#### WHAT IS BEING ASKED
Can you rewrite every line of the records below, changing "soccer player" to "football player" and leaving everything else the same?

begin MATERIAL PROVIDED

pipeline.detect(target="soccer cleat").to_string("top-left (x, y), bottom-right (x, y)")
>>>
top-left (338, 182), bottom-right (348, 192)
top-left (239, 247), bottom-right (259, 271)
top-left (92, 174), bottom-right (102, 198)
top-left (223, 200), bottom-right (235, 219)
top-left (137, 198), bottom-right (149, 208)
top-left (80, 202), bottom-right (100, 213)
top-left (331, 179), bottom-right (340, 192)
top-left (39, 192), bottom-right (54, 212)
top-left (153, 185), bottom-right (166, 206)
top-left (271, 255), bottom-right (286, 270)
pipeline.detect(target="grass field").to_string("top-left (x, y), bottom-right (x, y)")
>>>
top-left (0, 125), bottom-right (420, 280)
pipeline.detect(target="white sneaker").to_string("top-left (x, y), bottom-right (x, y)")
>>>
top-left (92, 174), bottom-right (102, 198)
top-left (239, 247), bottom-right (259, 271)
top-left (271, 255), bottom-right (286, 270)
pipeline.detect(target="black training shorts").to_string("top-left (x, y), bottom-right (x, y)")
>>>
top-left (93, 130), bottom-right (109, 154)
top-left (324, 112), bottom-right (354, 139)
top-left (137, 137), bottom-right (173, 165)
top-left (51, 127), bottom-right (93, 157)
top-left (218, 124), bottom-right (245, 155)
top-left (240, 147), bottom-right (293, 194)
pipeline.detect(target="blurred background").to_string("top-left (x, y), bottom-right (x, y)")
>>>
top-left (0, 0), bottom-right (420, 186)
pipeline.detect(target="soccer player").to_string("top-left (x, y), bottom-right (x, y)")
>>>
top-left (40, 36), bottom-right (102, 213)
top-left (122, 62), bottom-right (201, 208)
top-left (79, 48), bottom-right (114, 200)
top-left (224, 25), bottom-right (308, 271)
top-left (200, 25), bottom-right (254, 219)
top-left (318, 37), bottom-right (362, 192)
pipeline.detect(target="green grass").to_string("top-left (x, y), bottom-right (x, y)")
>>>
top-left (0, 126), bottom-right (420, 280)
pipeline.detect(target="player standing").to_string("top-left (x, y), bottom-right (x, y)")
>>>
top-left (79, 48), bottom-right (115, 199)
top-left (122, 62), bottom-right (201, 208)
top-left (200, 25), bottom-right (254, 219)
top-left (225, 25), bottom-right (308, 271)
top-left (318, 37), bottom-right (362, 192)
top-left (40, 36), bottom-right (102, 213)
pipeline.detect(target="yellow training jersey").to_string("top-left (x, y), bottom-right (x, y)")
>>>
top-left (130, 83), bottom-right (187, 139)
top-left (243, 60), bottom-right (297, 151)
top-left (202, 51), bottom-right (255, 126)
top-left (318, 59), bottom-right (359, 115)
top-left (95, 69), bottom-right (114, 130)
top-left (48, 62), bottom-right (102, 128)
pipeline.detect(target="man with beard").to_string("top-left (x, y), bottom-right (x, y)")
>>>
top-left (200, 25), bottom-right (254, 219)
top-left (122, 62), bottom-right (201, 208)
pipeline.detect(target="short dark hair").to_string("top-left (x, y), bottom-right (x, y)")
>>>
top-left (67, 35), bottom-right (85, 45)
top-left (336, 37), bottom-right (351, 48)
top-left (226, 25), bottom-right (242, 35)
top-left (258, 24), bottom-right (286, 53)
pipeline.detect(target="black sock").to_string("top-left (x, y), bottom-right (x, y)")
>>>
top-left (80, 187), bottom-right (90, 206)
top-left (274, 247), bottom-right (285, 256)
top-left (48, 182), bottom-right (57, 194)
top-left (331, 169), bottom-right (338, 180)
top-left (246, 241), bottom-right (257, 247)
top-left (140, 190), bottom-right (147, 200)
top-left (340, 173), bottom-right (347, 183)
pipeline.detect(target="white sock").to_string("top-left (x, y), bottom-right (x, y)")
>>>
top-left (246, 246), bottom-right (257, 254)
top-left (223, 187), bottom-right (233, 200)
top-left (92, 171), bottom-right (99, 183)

end MATERIAL PROVIDED

#### EXERCISE RESULT
pipeline.detect(target="soccer cleat").to_string("top-left (x, y), bottom-right (x, y)")
>>>
top-left (338, 182), bottom-right (348, 192)
top-left (239, 247), bottom-right (259, 271)
top-left (92, 174), bottom-right (102, 198)
top-left (223, 200), bottom-right (235, 219)
top-left (137, 198), bottom-right (149, 208)
top-left (80, 202), bottom-right (100, 213)
top-left (331, 179), bottom-right (340, 192)
top-left (39, 192), bottom-right (54, 212)
top-left (153, 185), bottom-right (166, 206)
top-left (271, 255), bottom-right (286, 270)
pipeline.detect(target="grass field").to_string("top-left (x, y), bottom-right (x, y)")
>>>
top-left (0, 125), bottom-right (420, 280)
pipeline.detect(target="white sneaker").to_string("top-left (x, y), bottom-right (x, y)")
>>>
top-left (92, 174), bottom-right (102, 198)
top-left (239, 247), bottom-right (259, 271)
top-left (271, 255), bottom-right (286, 270)
pipeline.detect(target="black training shorts").to_string("top-left (x, y), bottom-right (x, y)")
>>>
top-left (93, 130), bottom-right (109, 154)
top-left (324, 112), bottom-right (354, 139)
top-left (137, 137), bottom-right (173, 165)
top-left (51, 127), bottom-right (93, 157)
top-left (218, 124), bottom-right (245, 155)
top-left (240, 147), bottom-right (293, 194)
pipeline.detect(target="blurred background").to_string("top-left (x, y), bottom-right (x, y)")
>>>
top-left (0, 0), bottom-right (420, 186)
pipeline.detect(target="football player").to_string("top-left (x, y), bottom-right (x, y)")
>>>
top-left (40, 36), bottom-right (102, 213)
top-left (122, 62), bottom-right (201, 208)
top-left (79, 48), bottom-right (114, 200)
top-left (224, 25), bottom-right (308, 271)
top-left (200, 25), bottom-right (254, 219)
top-left (318, 37), bottom-right (362, 192)
pipeline.detect(target="green grass").to_string("top-left (x, y), bottom-right (x, y)")
>>>
top-left (0, 126), bottom-right (420, 280)
pipeline.detect(target="player standing").to_string("top-left (x, y), bottom-right (x, y)")
>>>
top-left (79, 48), bottom-right (115, 199)
top-left (122, 62), bottom-right (201, 208)
top-left (200, 25), bottom-right (254, 219)
top-left (225, 25), bottom-right (308, 271)
top-left (318, 37), bottom-right (362, 192)
top-left (40, 36), bottom-right (102, 213)
pipeline.detect(target="yellow training jersey").to_string("top-left (x, y), bottom-right (x, y)")
>>>
top-left (130, 83), bottom-right (187, 139)
top-left (243, 60), bottom-right (297, 151)
top-left (202, 51), bottom-right (255, 126)
top-left (318, 59), bottom-right (359, 115)
top-left (95, 69), bottom-right (114, 130)
top-left (48, 62), bottom-right (102, 128)
pipeline.detect(target="man with beard").to_string("top-left (x, y), bottom-right (x, y)")
>>>
top-left (200, 25), bottom-right (254, 219)
top-left (122, 62), bottom-right (201, 208)
pipeline.detect(target="short dark hair").to_string("top-left (x, y), bottom-right (x, y)")
>>>
top-left (67, 35), bottom-right (85, 45)
top-left (336, 37), bottom-right (351, 48)
top-left (226, 25), bottom-right (242, 35)
top-left (258, 24), bottom-right (286, 53)
pipeline.detect(target="black sock").to_string("top-left (x, y), bottom-right (x, y)")
>>>
top-left (80, 187), bottom-right (90, 206)
top-left (274, 247), bottom-right (285, 256)
top-left (48, 182), bottom-right (57, 194)
top-left (331, 169), bottom-right (338, 180)
top-left (246, 241), bottom-right (257, 247)
top-left (140, 190), bottom-right (147, 200)
top-left (340, 173), bottom-right (347, 183)
pipeline.detect(target="white sock").to_string("top-left (x, y), bottom-right (x, y)")
>>>
top-left (246, 246), bottom-right (257, 254)
top-left (223, 187), bottom-right (233, 200)
top-left (92, 171), bottom-right (99, 183)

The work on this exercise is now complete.